» Instructions for the task:
Decide whether each statement agrees with the text on brain connectomics and projected light sheet microscopy. Answer yes or no for each, quoting the words of the text that decide it.
1. pLSM uses consumer grade portable laser projectors as its light source.
2. The connectomics work aims to reconstruct the neural wiring of a 1 cubic millimeter brain volume.
3. Large-scale simulation models built on limited wiring information are called more convincing than simplified models.

» Excerpt provided:
Brain connectomics

for understanding the wiring diagram of the most complex system.

Brain connectomics involves studying the brain's neural wiring diagram to better understand the principles of brain computation. Building a wiring diagram at the neuronal synapse level has been controversial due to the lack of reliable technologies. Large-scale simulation models based on limited wiring information often require numerous assumptions, making them less convincing than more straightforward, simplified models. However, recent breakthroughs in high-throughput volume electron microscopy, automated sample sectioning and collection, and artificial intelligence have made it possible to construct large-scale wiring diagrams. With these advanced tools, we aim to reconstruct the neural wiring of a 10 cubic millimeter brain volume to uncover intrinsic connectivity patterns.

Projected Light Sheet Microscopy (pLSM)

for high-resolution imaging of large biological samples.

Light sheet fluorescent microscopy (LSFM) has become a widely used optical imaging method for both functional and structural imaging, especially suitable for large intact samples. The higher pixel rate, optical sectioning ability and lower phototoxicity provide unique advantages to other common techniques like wide-field, confocal, two-photon microscopes. However, high performance LSFM requires expensive and cumbersome LASER generator as well as high-cost optical parts, which make it less accessible and scalable. We designed a new LSFM implementation named projector light sheet microscopy (pLSM). Using off-the-bench components, consumer grade portable LASER projectors as light source, and open-source control interface, it allows for rapid, high-resolution imaging of large biological samples, including whole mouse brains and human brain samples with various clearing methods, at a fraction of cost compared to high-end implementations. We further demonstrate that the data generated by pLSM can be analyzed using whole brain quantification methods with similar results as established LSFM system. pLSM makes the large scale high-performance light sheet imaging more accessible and scalable.

» Input data:

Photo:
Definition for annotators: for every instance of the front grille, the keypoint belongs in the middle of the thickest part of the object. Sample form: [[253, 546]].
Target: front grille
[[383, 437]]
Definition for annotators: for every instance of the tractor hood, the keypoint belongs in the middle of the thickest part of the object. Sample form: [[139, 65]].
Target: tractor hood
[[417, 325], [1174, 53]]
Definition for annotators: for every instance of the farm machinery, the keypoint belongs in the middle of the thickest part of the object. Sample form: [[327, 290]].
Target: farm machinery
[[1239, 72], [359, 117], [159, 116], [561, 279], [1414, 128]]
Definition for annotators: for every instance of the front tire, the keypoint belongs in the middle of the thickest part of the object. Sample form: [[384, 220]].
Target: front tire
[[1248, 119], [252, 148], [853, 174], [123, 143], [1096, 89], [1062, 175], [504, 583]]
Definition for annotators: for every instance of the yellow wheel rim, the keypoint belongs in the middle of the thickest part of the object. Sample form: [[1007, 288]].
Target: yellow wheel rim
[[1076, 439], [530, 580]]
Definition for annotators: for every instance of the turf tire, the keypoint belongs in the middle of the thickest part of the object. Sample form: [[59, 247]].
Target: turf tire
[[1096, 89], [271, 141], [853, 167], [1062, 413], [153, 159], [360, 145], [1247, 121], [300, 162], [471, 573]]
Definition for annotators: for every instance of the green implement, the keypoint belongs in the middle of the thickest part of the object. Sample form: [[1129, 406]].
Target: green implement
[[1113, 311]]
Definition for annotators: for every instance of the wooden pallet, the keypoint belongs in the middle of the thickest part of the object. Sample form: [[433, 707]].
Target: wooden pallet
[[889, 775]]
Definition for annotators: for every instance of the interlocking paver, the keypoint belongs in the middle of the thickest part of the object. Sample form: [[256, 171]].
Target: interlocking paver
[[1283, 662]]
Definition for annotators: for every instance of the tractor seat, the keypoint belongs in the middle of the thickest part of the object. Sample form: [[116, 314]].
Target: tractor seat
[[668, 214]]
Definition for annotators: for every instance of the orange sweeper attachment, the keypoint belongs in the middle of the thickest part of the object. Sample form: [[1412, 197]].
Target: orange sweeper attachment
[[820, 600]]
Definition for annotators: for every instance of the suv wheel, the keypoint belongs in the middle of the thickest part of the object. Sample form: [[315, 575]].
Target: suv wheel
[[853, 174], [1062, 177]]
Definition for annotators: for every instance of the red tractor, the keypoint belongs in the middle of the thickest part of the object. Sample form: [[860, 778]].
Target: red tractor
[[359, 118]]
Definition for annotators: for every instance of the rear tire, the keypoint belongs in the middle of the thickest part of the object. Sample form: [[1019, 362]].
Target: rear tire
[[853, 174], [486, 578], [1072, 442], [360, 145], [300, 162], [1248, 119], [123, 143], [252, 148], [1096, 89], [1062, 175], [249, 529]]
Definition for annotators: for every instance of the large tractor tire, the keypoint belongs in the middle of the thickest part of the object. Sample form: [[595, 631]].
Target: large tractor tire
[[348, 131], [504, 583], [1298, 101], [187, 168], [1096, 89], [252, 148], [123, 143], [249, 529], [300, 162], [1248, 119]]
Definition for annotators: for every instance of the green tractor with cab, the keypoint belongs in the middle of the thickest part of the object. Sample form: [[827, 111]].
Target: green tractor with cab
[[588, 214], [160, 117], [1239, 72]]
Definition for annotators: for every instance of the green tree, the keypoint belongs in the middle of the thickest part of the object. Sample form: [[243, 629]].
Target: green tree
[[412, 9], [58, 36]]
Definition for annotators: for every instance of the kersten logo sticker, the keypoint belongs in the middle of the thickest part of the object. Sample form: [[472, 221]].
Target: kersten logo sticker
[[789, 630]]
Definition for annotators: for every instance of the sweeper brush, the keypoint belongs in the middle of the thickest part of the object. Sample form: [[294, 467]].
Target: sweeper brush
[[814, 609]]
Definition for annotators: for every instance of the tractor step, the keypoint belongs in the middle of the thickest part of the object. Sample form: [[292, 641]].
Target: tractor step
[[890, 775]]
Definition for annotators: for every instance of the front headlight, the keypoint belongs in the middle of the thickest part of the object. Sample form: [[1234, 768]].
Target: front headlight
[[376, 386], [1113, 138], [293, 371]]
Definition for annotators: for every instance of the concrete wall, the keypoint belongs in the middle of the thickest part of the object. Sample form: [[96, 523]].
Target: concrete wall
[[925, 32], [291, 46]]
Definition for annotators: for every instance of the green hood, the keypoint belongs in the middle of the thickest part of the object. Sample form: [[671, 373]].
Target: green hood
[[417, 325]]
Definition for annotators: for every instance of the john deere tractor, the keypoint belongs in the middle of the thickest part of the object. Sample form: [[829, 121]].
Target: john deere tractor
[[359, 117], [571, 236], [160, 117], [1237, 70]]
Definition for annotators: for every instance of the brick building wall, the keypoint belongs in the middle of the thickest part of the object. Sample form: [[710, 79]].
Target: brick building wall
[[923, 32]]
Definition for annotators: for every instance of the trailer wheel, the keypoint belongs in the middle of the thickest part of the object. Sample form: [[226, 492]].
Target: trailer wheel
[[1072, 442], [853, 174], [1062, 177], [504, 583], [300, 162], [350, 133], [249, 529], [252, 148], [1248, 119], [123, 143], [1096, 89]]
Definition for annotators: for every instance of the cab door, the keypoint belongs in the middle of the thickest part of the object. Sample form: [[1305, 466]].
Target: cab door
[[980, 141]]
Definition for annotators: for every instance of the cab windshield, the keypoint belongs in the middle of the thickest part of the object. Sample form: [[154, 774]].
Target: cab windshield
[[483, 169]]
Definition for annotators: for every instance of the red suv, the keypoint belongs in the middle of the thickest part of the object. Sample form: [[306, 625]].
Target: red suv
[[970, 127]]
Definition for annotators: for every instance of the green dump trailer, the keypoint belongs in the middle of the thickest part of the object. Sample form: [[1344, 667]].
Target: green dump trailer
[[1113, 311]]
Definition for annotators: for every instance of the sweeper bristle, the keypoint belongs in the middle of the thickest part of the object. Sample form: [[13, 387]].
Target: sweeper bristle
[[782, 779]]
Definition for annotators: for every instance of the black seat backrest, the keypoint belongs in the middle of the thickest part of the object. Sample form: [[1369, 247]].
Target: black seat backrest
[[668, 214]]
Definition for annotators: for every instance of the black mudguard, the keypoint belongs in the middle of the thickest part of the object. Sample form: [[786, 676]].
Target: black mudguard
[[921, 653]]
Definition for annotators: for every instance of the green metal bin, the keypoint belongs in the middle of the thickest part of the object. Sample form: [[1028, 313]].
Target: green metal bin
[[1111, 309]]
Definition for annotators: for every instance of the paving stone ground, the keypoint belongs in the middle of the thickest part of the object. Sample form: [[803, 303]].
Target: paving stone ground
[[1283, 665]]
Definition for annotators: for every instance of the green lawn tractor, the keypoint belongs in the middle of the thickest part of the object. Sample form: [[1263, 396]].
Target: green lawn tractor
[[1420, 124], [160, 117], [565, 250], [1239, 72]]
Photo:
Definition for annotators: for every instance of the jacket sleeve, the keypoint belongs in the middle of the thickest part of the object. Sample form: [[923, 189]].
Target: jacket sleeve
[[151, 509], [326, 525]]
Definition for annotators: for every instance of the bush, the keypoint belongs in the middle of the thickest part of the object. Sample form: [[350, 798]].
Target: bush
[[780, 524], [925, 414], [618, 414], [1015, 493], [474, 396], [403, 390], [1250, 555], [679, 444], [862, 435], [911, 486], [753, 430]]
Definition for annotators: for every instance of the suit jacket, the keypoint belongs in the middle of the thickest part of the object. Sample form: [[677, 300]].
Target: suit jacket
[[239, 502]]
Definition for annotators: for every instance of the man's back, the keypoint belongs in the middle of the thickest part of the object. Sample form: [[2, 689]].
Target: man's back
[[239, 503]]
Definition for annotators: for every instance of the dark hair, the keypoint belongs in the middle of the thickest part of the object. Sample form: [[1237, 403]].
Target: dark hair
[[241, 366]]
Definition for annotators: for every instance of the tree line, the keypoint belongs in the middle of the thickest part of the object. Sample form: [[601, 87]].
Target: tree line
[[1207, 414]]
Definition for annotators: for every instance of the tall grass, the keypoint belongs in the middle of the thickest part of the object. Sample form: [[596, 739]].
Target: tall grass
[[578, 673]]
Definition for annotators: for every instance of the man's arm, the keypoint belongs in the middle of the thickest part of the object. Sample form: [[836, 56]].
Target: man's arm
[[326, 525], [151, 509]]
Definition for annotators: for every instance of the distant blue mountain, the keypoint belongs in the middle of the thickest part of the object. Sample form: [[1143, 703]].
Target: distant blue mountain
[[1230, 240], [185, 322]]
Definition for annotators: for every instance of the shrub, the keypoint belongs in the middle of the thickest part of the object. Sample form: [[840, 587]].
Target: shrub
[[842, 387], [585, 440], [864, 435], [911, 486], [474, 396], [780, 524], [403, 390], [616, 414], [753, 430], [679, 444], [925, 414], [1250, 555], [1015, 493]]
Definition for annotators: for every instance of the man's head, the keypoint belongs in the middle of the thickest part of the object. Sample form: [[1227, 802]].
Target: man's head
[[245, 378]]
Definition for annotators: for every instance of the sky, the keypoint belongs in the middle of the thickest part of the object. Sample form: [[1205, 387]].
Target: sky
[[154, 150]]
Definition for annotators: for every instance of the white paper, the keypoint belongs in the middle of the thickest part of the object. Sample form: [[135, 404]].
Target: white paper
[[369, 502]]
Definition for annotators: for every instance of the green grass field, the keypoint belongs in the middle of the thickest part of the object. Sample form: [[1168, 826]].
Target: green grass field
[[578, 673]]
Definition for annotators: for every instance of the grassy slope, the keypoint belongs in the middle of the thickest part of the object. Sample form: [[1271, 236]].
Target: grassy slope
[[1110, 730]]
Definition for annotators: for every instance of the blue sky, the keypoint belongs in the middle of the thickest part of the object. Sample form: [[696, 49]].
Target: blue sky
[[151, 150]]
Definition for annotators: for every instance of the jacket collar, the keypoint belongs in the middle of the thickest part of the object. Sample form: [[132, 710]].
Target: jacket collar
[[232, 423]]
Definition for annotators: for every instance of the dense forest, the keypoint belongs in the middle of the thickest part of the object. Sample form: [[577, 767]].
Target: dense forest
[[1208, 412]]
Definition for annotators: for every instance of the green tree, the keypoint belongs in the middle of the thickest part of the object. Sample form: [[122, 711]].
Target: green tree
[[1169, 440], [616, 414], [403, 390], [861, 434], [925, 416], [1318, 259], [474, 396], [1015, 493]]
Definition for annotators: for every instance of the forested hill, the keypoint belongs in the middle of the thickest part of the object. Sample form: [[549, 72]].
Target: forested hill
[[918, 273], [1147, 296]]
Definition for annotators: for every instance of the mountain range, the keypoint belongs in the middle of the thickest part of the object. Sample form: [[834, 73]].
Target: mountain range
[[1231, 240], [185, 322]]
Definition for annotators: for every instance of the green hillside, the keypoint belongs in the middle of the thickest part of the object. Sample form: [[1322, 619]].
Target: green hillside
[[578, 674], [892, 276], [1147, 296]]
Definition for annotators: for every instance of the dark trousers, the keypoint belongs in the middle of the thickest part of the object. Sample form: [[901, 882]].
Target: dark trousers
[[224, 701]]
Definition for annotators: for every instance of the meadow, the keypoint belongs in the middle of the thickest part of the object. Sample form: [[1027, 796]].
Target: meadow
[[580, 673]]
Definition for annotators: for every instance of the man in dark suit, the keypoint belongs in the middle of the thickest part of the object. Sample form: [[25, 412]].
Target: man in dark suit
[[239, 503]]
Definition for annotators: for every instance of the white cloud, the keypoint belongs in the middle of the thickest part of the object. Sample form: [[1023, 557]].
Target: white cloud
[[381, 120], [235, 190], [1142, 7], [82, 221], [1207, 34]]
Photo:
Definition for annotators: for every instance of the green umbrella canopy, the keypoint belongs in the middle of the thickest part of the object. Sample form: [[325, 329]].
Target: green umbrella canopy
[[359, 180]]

» Answer to this problem:
1. Yes: "consumer grade portable LASER projectors as light source"
2. No: "reconstruct the neural wiring of a 10 cubic millimeter brain volume"
3. No: "making them less convincing than more straightforward, simplified models"